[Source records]
⟨

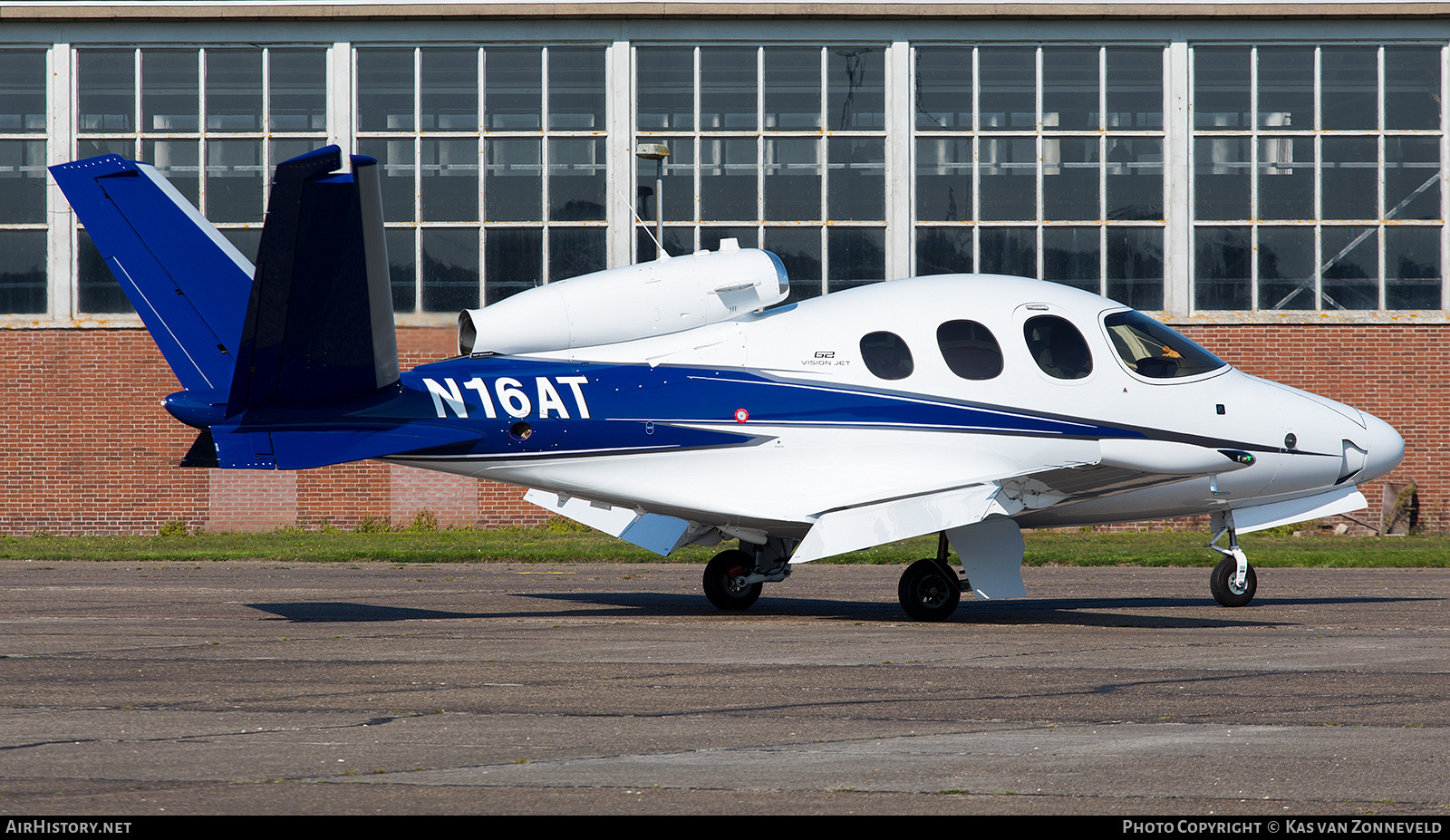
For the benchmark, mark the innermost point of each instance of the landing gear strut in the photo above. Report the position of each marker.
(930, 589)
(1232, 582)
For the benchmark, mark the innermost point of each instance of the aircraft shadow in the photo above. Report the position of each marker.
(1078, 611)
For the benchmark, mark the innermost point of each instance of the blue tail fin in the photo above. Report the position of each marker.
(188, 284)
(319, 320)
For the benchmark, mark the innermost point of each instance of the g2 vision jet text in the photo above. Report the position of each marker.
(673, 403)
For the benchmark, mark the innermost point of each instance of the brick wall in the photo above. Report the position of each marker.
(87, 447)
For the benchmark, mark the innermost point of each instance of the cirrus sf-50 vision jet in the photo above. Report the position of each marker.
(679, 402)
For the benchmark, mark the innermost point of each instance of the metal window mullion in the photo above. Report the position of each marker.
(60, 149)
(1319, 179)
(1178, 173)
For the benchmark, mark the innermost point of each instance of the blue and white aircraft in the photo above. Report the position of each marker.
(678, 403)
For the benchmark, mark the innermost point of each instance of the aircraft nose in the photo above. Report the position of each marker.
(1384, 449)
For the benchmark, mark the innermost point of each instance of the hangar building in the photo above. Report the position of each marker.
(1269, 178)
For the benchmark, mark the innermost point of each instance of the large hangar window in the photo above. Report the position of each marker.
(24, 254)
(1317, 176)
(1065, 186)
(778, 147)
(495, 169)
(214, 121)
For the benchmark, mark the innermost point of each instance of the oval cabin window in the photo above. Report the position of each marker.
(969, 349)
(886, 356)
(1058, 347)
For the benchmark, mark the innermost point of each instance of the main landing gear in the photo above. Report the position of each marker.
(930, 589)
(734, 578)
(1232, 582)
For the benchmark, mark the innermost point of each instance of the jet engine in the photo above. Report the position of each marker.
(624, 304)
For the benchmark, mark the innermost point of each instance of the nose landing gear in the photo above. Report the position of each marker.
(1232, 582)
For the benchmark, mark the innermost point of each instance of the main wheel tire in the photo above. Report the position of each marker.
(722, 581)
(928, 593)
(1222, 584)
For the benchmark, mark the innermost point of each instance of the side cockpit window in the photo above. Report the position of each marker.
(886, 356)
(969, 349)
(1153, 350)
(1058, 347)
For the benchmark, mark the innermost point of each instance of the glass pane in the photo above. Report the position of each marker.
(514, 89)
(234, 180)
(969, 350)
(1222, 268)
(450, 180)
(449, 91)
(22, 181)
(576, 89)
(1413, 87)
(856, 89)
(299, 89)
(96, 287)
(1070, 178)
(450, 268)
(678, 239)
(1008, 179)
(285, 150)
(384, 91)
(180, 163)
(396, 159)
(664, 87)
(22, 272)
(942, 179)
(22, 92)
(1222, 178)
(402, 267)
(576, 188)
(1287, 267)
(512, 261)
(1411, 178)
(1287, 87)
(944, 89)
(1070, 87)
(679, 180)
(1008, 251)
(1287, 178)
(1413, 268)
(106, 91)
(1350, 179)
(729, 89)
(886, 356)
(856, 254)
(1350, 268)
(512, 190)
(1058, 347)
(942, 251)
(1222, 87)
(1070, 257)
(792, 179)
(170, 99)
(1348, 87)
(234, 91)
(1136, 267)
(1136, 178)
(573, 251)
(1008, 87)
(857, 179)
(799, 251)
(727, 180)
(792, 87)
(1135, 87)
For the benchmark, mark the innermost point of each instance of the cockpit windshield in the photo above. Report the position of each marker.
(1155, 352)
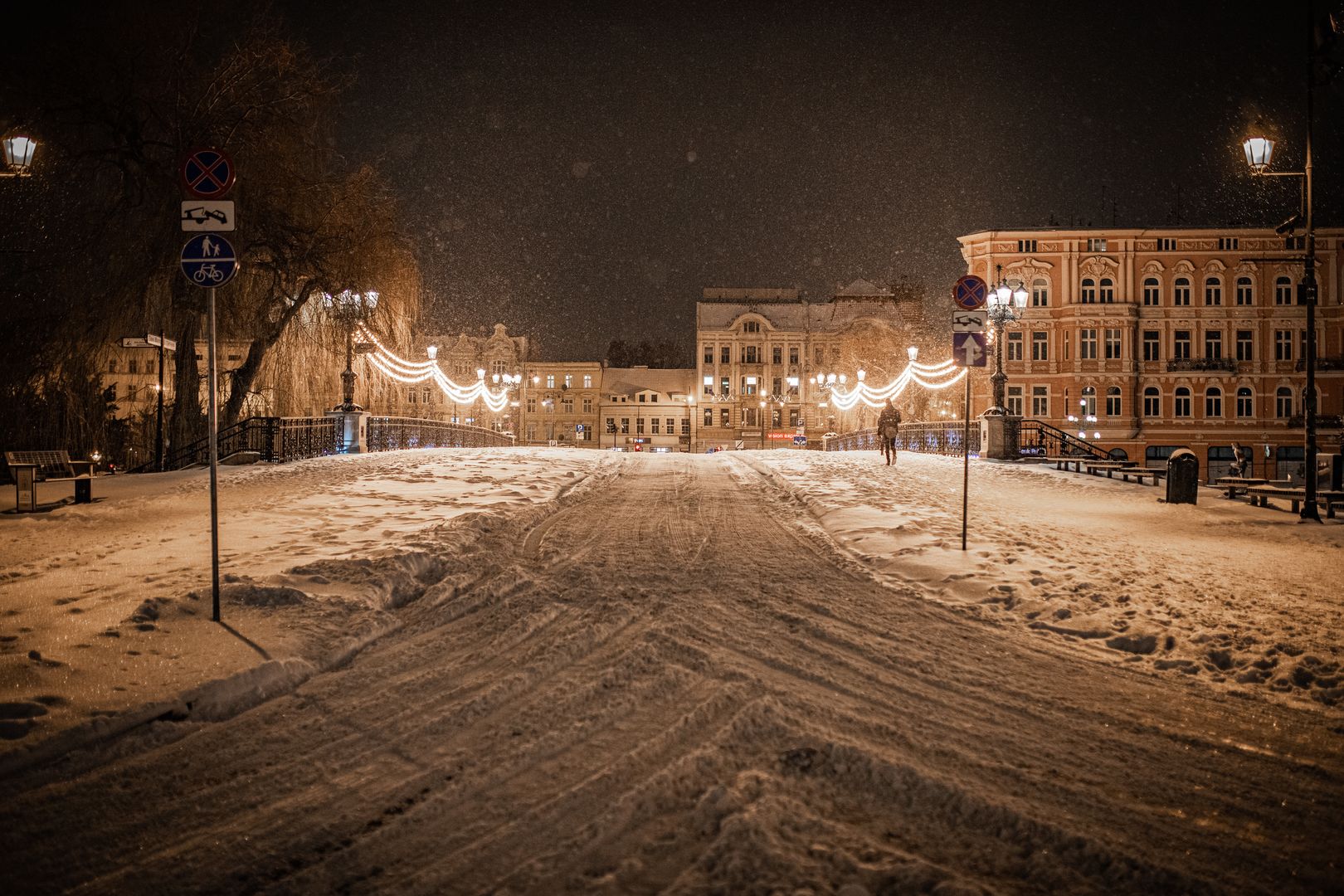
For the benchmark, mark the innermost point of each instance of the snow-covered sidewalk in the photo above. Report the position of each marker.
(1244, 598)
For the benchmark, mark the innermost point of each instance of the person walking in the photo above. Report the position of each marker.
(889, 426)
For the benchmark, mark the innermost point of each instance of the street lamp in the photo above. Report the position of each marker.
(17, 155)
(350, 309)
(1006, 304)
(1259, 152)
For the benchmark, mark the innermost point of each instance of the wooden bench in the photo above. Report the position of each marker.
(1259, 496)
(28, 468)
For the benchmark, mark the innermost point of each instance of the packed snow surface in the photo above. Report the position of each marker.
(562, 670)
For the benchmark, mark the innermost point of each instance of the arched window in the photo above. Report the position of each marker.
(1112, 401)
(1089, 292)
(1213, 290)
(1152, 292)
(1040, 292)
(1213, 402)
(1244, 290)
(1152, 402)
(1283, 290)
(1183, 402)
(1181, 292)
(1244, 402)
(1283, 403)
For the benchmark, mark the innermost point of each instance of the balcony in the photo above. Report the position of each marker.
(1220, 364)
(1329, 363)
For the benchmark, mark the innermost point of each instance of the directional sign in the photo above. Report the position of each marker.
(969, 293)
(968, 321)
(201, 215)
(208, 261)
(207, 173)
(968, 349)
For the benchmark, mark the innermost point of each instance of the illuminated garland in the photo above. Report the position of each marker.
(930, 377)
(402, 371)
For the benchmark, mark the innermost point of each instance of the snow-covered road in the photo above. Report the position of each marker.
(680, 683)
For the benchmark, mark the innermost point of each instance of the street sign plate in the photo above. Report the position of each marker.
(968, 349)
(968, 321)
(969, 293)
(214, 217)
(207, 173)
(208, 261)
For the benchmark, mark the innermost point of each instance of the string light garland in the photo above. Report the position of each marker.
(932, 377)
(388, 364)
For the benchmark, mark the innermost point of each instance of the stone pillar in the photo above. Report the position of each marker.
(353, 430)
(999, 437)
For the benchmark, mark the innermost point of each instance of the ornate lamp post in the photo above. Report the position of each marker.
(17, 155)
(350, 309)
(1259, 152)
(1006, 306)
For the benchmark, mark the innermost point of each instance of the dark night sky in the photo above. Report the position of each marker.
(581, 171)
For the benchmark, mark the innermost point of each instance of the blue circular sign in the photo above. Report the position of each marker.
(208, 260)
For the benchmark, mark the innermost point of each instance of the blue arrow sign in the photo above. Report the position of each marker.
(968, 349)
(208, 260)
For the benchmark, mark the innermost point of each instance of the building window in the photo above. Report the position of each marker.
(1213, 402)
(1088, 405)
(1152, 402)
(1088, 344)
(1244, 402)
(1283, 403)
(1283, 292)
(1152, 345)
(1181, 292)
(1152, 292)
(1112, 344)
(1244, 295)
(1213, 344)
(1283, 345)
(1040, 401)
(1244, 345)
(1088, 296)
(1040, 292)
(1181, 345)
(1183, 402)
(1213, 292)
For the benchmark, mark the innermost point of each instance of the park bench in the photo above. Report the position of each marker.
(27, 468)
(1259, 496)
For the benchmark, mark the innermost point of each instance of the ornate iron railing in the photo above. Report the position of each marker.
(926, 438)
(1036, 438)
(398, 433)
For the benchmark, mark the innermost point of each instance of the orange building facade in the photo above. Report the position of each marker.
(1149, 340)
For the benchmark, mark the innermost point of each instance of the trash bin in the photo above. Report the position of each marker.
(1183, 477)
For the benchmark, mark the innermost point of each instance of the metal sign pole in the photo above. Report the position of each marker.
(965, 460)
(214, 458)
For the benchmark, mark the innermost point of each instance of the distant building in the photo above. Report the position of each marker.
(758, 351)
(1171, 338)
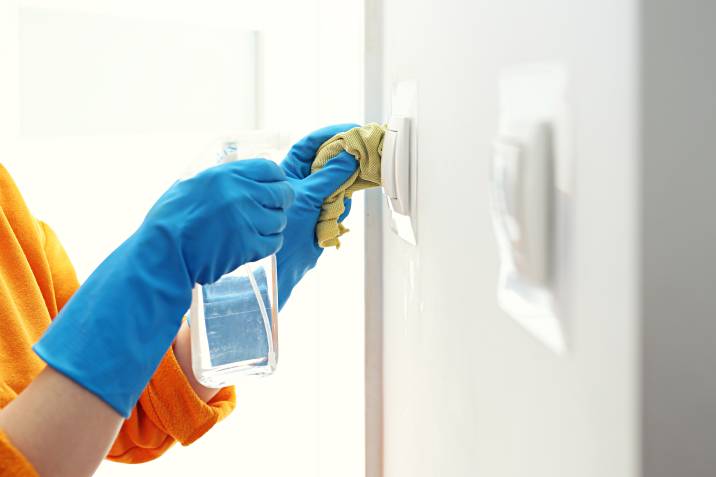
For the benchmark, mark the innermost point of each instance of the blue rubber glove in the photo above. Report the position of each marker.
(111, 336)
(300, 251)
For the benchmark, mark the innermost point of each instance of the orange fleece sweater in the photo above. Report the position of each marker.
(36, 280)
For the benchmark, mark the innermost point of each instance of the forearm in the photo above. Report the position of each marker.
(60, 427)
(182, 352)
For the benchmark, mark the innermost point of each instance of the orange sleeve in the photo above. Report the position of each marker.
(36, 280)
(14, 463)
(168, 410)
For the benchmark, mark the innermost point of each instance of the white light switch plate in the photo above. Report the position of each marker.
(404, 103)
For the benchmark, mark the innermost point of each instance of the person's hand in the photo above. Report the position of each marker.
(300, 251)
(112, 334)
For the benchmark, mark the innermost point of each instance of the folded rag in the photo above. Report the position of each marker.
(365, 143)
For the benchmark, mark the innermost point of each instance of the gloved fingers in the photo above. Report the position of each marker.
(269, 244)
(328, 179)
(259, 170)
(298, 161)
(347, 205)
(275, 195)
(268, 222)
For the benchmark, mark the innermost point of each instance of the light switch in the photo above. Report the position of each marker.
(395, 164)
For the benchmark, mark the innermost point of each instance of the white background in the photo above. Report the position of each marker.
(94, 132)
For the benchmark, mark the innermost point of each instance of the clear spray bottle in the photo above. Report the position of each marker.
(234, 321)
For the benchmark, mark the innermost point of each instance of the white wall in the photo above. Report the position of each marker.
(467, 392)
(94, 186)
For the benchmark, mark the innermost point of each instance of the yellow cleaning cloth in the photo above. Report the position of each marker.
(365, 143)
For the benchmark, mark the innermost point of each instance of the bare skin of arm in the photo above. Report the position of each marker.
(60, 427)
(72, 435)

⟩

What needs to be done » Return, character for character, the data from its first line through the line containing "(1384, 449)", including both of those lines. Leave the pictures out.

Reply »
For the benchmark, mark the innermost point of each instance of the landing gear strut in the photo above. Report the position of each marker.
(930, 589)
(1232, 582)
For the benchmark, mark the innermost point of each instance of the aircraft shadow in the photo above. Report the position of each marker.
(1078, 611)
For the benchmark, mark the innermost point of each instance of the blue tail fin in the photo above. Report the position of each marker.
(188, 284)
(319, 320)
For the benchmark, mark the innermost point of each instance of the g2 vision jet text in the photo above. Report the position of each marker.
(673, 403)
For the benchmark, mark the innermost point of each instance of the brick wall in the photo above. Report the position of each marker.
(87, 447)
For the benchmark, mark the innermost point of each instance of the cirrus sf-50 vision jet in the photo above. Report the position of each marker.
(679, 402)
For the benchmark, mark the innermost point of each instance of the metal window mullion in the photo above. Report the position of each marker.
(60, 149)
(1319, 179)
(1178, 173)
For the benchmark, mark the innermost point of each instance of the blue and white aircraft in the photo above. Report the position of each marker.
(678, 403)
For the benchmark, mark the innermost point of each instance of the aircraft nose in the photo above. Report the position of each marker.
(1384, 449)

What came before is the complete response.